### [TAREFAS DO EXERCÍCIO]
1. Diga se cada afirmação abaixo está de acordo com o trecho, respondendo sim ou não e citando literalmente as palavras do trecho que decidem a questão: (a) A frase "não sou coveiro" foi dita em abril do ano passado. (b) O trecho defende que o lockdown é a medida correta nas circunstâncias atuais. (c) Segundo o trecho, a Organização Mundial de Saúde considera o lockdown a medida primária de combate ao vírus.
2. Devolva, copiado fielmente do trecho, tudo o que vai desde "Bolsonaro se preocupa" até "estrutura de saúde.".

### [TRECHO]
════════════════
É inacreditável que Bolsonaro seja incapaz de se solidarizar com o pai de família desempregado sem destratar na mesma frase os enlutados e os que têm medo da Covid-19

A afirmação não chega a ser uma novidade. Pelo contrário, ela é parte do discurso de Bolsonaro desde o “não sou coveiro”, em abril do ano passado, quando o país ainda registrava 2,6 mil mortos, mero 1% da contagem atual. Desde então, a coleção de demonstrações de desprezo pela dor e pela preocupação alheia só cresceu. “E daí?”, “é o destino de todo mundo”, “tem de deixar de ser um país de maricas”. É nessas frases que Bolsonaro se revela; ele até costuma emendar um “lamento, mas” antes de proferir suas pérolas, mas esse “lamento” soa completamente artificial diante do que vem na sequência.

Bolsonaro se preocupa com a economia. É uma preocupação legítima, tanto quanto a preocupação pela saúde, mas criou-se uma falsa dicotomia nesta discussão. “A economia a gente vê depois” é um slogan que ignora o balanço de todos os valores em jogo, pois o “depois” já chegou e está cobrando sua fatura no aumento da pobreza, do desemprego e da quebradeira de negócios. Quando Bolsonaro diz que “atividade essencial é toda aquela necessária para um chefe de família levar o pão para dentro de casa”, reflete o sentimento de muitos brasileiros que não sabem se conseguirão colocar comida na mesa de suas famílias. Mesmo a Organização Mundial de Saúde reconhece o efeito nocivo dos lockdowns sobre os mais pobres e adverte que essa não pode ser a medida primária de combate ao vírus, mas uma providência para ganhar tempo e reforçar a estrutura de saúde.

Se o lockdown é a medida correta diante das circunstâncias atuais é uma discussão que não pretendemos fazer aqui. De qualquer forma, não é insensibilidade defender que os negócios sigam funcionando, desde que respeitados todos os protocolos de segurança. Mas é insensibilidade, e das mais vergonhosas, fazer pouco do sofrimento das famílias daqueles para quem o “depois” não chegará nunca mais e da preocupação genuína daqueles que não querem se juntar a uma estatística tão triste. É inacreditável que Bolsonaro seja incapaz de se solidarizar com o pai de família desempregado sem destratar na mesma frase os enlutados e os que têm medo da Covid-19.
════════════════
### [DADOS FORNECIDOS]
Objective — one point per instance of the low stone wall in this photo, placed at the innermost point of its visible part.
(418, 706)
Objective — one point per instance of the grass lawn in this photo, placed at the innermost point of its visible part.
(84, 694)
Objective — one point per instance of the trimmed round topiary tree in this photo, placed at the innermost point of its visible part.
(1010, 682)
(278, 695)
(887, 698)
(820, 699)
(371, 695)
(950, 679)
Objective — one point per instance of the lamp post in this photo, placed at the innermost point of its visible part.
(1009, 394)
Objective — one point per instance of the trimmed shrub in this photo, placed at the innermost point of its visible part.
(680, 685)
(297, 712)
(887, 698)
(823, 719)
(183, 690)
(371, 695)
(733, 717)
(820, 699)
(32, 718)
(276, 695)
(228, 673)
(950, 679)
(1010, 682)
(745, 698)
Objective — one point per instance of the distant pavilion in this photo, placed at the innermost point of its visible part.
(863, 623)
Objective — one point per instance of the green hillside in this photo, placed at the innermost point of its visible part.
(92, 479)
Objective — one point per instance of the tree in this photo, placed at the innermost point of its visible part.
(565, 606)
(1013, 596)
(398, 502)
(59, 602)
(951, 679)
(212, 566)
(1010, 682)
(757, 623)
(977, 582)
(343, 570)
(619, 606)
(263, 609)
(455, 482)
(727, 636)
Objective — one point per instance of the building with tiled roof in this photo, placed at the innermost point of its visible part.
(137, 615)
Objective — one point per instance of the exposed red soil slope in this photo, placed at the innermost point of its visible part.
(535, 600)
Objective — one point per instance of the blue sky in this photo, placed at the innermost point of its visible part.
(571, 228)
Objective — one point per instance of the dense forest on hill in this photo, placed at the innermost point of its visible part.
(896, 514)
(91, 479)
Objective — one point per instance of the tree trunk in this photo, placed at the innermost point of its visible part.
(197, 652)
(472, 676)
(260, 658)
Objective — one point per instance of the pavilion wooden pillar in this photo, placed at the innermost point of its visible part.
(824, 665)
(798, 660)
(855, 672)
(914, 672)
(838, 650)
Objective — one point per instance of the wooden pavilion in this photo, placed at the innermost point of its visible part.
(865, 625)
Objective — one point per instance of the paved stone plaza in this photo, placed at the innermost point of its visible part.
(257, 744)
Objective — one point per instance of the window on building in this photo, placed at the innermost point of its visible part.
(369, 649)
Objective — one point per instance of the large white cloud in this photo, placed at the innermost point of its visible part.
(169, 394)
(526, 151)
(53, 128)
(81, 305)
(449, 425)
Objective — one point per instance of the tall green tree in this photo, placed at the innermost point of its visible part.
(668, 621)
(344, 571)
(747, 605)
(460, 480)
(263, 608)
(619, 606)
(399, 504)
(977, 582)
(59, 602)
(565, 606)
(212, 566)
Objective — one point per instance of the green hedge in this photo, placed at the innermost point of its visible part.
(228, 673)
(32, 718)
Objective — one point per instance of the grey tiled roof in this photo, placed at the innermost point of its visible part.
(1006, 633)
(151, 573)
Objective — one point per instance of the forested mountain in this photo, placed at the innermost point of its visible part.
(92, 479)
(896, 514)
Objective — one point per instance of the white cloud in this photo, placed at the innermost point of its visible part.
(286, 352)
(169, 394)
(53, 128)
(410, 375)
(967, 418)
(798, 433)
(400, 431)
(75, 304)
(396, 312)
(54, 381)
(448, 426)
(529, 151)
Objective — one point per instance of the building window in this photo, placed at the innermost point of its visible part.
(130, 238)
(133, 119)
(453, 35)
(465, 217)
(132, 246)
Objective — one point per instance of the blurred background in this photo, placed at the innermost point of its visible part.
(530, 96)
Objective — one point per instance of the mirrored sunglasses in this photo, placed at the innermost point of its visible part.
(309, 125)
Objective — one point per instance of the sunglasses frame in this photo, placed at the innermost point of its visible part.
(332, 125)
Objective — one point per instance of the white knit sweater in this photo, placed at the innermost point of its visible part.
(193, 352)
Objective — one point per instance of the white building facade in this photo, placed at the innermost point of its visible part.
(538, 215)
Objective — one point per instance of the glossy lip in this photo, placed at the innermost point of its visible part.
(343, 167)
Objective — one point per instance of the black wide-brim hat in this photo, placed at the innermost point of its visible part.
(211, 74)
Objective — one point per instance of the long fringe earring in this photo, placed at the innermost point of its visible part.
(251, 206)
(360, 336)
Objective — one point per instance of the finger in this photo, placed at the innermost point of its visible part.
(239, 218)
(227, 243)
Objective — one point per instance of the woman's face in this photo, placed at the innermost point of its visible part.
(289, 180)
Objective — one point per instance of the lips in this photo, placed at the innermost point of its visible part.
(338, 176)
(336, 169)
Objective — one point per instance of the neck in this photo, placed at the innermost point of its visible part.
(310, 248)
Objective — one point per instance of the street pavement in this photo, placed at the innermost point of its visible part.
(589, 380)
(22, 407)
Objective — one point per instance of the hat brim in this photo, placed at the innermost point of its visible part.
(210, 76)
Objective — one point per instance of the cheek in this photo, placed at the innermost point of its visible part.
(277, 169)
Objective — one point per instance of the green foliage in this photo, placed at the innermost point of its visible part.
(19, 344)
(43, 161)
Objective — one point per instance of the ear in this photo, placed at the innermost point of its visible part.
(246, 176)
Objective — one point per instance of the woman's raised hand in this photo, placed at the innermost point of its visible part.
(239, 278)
════════════════
### [RESPOSTAS EM ORDEM]
1.
(a) Sim: "desde o “não sou coveiro”, em abril do ano passado".
(b) Não: "Se o lockdown é a medida correta diante das circunstâncias atuais é uma discussão que não pretendemos fazer aqui."
(c) Não: "adverte que essa não pode ser a medida primária de combate ao vírus".

2.
Bolsonaro se preocupa com a economia. É uma preocupação legítima, tanto quanto a preocupação pela saúde, mas criou-se uma falsa dicotomia nesta discussão. “A economia a gente vê depois” é um slogan que ignora o balanço de todos os valores em jogo, pois o “depois” já chegou e está cobrando sua fatura no aumento da pobreza, do desemprego e da quebradeira de negócios. Quando Bolsonaro diz que “atividade essencial é toda aquela necessária para um chefe de família levar o pão para dentro de casa”, reflete o sentimento de muitos brasileiros que não sabem se conseguirão colocar comida na mesa de suas famílias. Mesmo a Organização Mundial de Saúde reconhece o efeito nocivo dos lockdowns sobre os mais pobres e adverte que essa não pode ser a medida primária de combate ao vírus, mas uma providência para ganhar tempo e reforçar a estrutura de saúde.